#### [What you need to do]
Retype the entries. Match them exactly.

(Records contained in a dataset)

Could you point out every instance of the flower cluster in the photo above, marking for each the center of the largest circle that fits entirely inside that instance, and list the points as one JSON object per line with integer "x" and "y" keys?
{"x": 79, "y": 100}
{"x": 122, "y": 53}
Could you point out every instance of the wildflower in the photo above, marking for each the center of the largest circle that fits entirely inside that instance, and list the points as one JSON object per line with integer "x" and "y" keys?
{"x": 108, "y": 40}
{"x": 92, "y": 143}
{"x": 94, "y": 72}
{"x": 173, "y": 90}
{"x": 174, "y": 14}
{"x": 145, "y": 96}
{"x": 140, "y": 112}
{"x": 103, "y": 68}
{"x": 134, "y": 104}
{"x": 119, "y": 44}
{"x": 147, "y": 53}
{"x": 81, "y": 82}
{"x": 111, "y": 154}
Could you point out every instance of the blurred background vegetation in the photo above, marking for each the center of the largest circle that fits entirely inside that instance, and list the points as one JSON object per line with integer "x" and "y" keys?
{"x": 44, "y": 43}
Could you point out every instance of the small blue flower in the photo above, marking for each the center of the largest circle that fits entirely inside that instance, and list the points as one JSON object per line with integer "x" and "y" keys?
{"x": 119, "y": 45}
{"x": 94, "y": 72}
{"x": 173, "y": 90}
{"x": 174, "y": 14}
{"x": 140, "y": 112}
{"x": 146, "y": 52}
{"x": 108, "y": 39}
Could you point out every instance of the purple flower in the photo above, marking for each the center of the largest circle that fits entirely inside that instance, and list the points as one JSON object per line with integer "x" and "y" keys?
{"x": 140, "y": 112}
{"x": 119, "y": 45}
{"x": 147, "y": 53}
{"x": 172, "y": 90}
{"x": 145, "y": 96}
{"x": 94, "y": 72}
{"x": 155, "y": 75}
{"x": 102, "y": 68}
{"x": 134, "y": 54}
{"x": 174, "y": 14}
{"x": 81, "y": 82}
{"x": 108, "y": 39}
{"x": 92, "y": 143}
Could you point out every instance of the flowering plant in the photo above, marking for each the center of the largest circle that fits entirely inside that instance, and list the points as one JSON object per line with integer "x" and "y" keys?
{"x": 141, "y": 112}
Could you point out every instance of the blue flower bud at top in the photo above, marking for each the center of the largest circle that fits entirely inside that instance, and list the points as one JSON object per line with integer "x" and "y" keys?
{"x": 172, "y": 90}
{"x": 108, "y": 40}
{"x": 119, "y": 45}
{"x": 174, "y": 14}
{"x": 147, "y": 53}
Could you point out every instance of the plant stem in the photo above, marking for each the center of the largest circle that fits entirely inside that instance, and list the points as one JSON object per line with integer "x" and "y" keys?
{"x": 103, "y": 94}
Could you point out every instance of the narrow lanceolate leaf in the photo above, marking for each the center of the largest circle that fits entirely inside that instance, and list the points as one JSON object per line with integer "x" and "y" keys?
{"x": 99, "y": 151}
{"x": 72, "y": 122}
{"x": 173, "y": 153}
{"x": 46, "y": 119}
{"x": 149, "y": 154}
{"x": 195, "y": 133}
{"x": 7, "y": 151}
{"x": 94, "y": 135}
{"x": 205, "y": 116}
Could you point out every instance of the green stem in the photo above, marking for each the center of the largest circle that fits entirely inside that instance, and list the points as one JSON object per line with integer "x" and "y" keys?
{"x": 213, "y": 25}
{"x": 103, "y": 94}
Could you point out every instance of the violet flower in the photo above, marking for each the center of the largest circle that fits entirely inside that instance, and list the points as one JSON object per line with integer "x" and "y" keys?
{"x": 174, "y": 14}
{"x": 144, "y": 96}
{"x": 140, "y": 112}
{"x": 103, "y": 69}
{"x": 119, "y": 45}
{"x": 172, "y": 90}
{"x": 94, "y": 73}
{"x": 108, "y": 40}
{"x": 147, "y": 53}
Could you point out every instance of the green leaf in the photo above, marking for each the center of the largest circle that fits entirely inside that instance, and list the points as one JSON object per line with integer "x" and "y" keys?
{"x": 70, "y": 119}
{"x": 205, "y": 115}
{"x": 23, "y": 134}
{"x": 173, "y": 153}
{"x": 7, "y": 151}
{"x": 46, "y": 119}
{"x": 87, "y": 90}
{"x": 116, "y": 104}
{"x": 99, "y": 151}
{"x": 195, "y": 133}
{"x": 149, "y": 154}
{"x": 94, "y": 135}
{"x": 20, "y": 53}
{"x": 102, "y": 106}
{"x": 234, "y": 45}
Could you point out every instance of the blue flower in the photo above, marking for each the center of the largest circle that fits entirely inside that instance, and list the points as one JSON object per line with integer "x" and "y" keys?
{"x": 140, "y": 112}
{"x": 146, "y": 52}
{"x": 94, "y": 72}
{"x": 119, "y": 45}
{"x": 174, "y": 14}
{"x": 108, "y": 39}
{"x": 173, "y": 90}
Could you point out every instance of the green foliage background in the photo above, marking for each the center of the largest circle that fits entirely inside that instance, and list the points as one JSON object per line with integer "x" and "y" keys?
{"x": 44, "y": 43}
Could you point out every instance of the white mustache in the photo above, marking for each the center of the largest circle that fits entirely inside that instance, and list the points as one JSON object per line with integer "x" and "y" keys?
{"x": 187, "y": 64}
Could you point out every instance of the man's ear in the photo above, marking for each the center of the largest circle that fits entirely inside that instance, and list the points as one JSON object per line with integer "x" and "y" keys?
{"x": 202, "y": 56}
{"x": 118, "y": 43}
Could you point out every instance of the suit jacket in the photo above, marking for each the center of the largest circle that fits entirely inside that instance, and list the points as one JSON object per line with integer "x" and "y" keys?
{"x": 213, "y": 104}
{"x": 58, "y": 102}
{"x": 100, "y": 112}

#### [Response area]
Could you point out every instance of the flower cluster in the photo above, marking for each the center of the largest circle that fits entirely inside that instance, and list the points as one JSON object per line with integer "x" and "y" keys?
{"x": 79, "y": 100}
{"x": 122, "y": 53}
Could you point out every instance of the wildflower in the photo above, marking for each the center of the largest circle that fits entirely inside that instance, and list the points as one JSON object per line with integer "x" and "y" keys?
{"x": 108, "y": 40}
{"x": 92, "y": 143}
{"x": 94, "y": 72}
{"x": 173, "y": 90}
{"x": 174, "y": 14}
{"x": 145, "y": 96}
{"x": 140, "y": 112}
{"x": 103, "y": 68}
{"x": 134, "y": 104}
{"x": 119, "y": 44}
{"x": 147, "y": 53}
{"x": 81, "y": 82}
{"x": 111, "y": 154}
Could you point out every instance of the blurred background vegetation in the photo above, marking for each the center of the largest circle that fits entirely inside that instance, and list the points as one JSON object per line with integer "x" and "y" keys?
{"x": 44, "y": 43}
Could you point out every instance of the small blue flower in the photo above, marking for each the center of the largest circle that fits entirely inside that instance, and list the points as one JSON object per line with integer "x" and "y" keys?
{"x": 119, "y": 45}
{"x": 94, "y": 72}
{"x": 173, "y": 90}
{"x": 174, "y": 14}
{"x": 140, "y": 112}
{"x": 146, "y": 52}
{"x": 108, "y": 39}
Could you point out every instance of the purple flower in the photo above, marking for each the center of the largest circle that fits entirely inside that instance, and list the points as one JSON object per line with integer "x" and "y" keys?
{"x": 140, "y": 112}
{"x": 119, "y": 45}
{"x": 147, "y": 53}
{"x": 172, "y": 90}
{"x": 145, "y": 96}
{"x": 94, "y": 72}
{"x": 155, "y": 75}
{"x": 102, "y": 68}
{"x": 134, "y": 54}
{"x": 174, "y": 14}
{"x": 81, "y": 82}
{"x": 108, "y": 39}
{"x": 92, "y": 143}
Could you point out every instance of the flowering plant in the photo above, marking for each the center of the largest circle that fits entirely inside that instance, and list the points as one JSON object per line with integer "x" and "y" keys?
{"x": 141, "y": 112}
Could you point out every instance of the blue flower bud at top in the photo above, marking for each the center of the largest circle that fits entirely inside that instance, and list the points as one JSON object per line with integer "x" and "y" keys?
{"x": 172, "y": 90}
{"x": 108, "y": 40}
{"x": 119, "y": 45}
{"x": 174, "y": 14}
{"x": 147, "y": 53}
Could you point out every instance of the plant stem in the photo above, marking for each the center of the largest circle that fits entirely inside that instance, and list the points as one JSON object per line with integer "x" and "y" keys?
{"x": 103, "y": 94}
Could you point out every instance of the narrow lanceolate leaf in the photo above, marking for each the center of the largest circle that fits entirely inside that instance, and list the points as one JSON object per line with integer "x" and "y" keys?
{"x": 99, "y": 151}
{"x": 72, "y": 122}
{"x": 173, "y": 153}
{"x": 46, "y": 119}
{"x": 149, "y": 154}
{"x": 195, "y": 133}
{"x": 7, "y": 151}
{"x": 94, "y": 135}
{"x": 205, "y": 116}
Could you point out every instance of the green stem in the photo above, marking for each the center of the largest circle that fits entirely inside that instance, and list the points as one JSON object per line with integer "x" and "y" keys?
{"x": 213, "y": 25}
{"x": 103, "y": 94}
Could you point out every instance of the violet flower in the photo above, marking for each the center of the largest circle that fits entirely inside that instance, and list the points as one JSON object per line with integer "x" and "y" keys?
{"x": 174, "y": 14}
{"x": 144, "y": 96}
{"x": 140, "y": 112}
{"x": 103, "y": 69}
{"x": 119, "y": 45}
{"x": 172, "y": 90}
{"x": 94, "y": 73}
{"x": 108, "y": 40}
{"x": 147, "y": 53}
Could you point out every instance of the green leaf in the photo above, marking for each the center of the largest circle that fits entirely inside that instance, and list the points as one JSON object per line with integer "x" and "y" keys?
{"x": 70, "y": 119}
{"x": 205, "y": 115}
{"x": 23, "y": 134}
{"x": 173, "y": 153}
{"x": 7, "y": 151}
{"x": 46, "y": 119}
{"x": 87, "y": 90}
{"x": 116, "y": 104}
{"x": 99, "y": 151}
{"x": 195, "y": 133}
{"x": 149, "y": 154}
{"x": 94, "y": 135}
{"x": 20, "y": 53}
{"x": 102, "y": 106}
{"x": 234, "y": 45}
Could you point out every instance of the blue flower in the photo above, marking for each the center of the largest circle that fits entirely inside that instance, and list the points as one JSON object per line with integer "x" and "y" keys?
{"x": 140, "y": 112}
{"x": 146, "y": 52}
{"x": 94, "y": 72}
{"x": 119, "y": 45}
{"x": 174, "y": 14}
{"x": 108, "y": 39}
{"x": 173, "y": 90}
Could you point out every instance of the green foliage background in the photo above, marking for each the center of the largest circle that fits entirely inside that instance, and list the points as one JSON object per line with integer "x" and "y" keys?
{"x": 44, "y": 43}
Could you point out every instance of the white mustache in the photo above, marking for each the center of the largest circle that fits entirely inside that instance, and list the points as one JSON object per line with integer "x" and "y" keys?
{"x": 187, "y": 64}
Could you point out every instance of the man's ear in the photo above, marking for each the center of the largest circle that fits entirely inside that instance, and list the points as one JSON object per line with integer "x" and "y" keys?
{"x": 202, "y": 56}
{"x": 118, "y": 43}
Could you point out every instance of the suit jacket in the photo above, marking for each the center of the largest circle that fits entirely inside that instance, and list the points as one JSON object per line with integer "x" and "y" keys?
{"x": 213, "y": 104}
{"x": 58, "y": 102}
{"x": 100, "y": 112}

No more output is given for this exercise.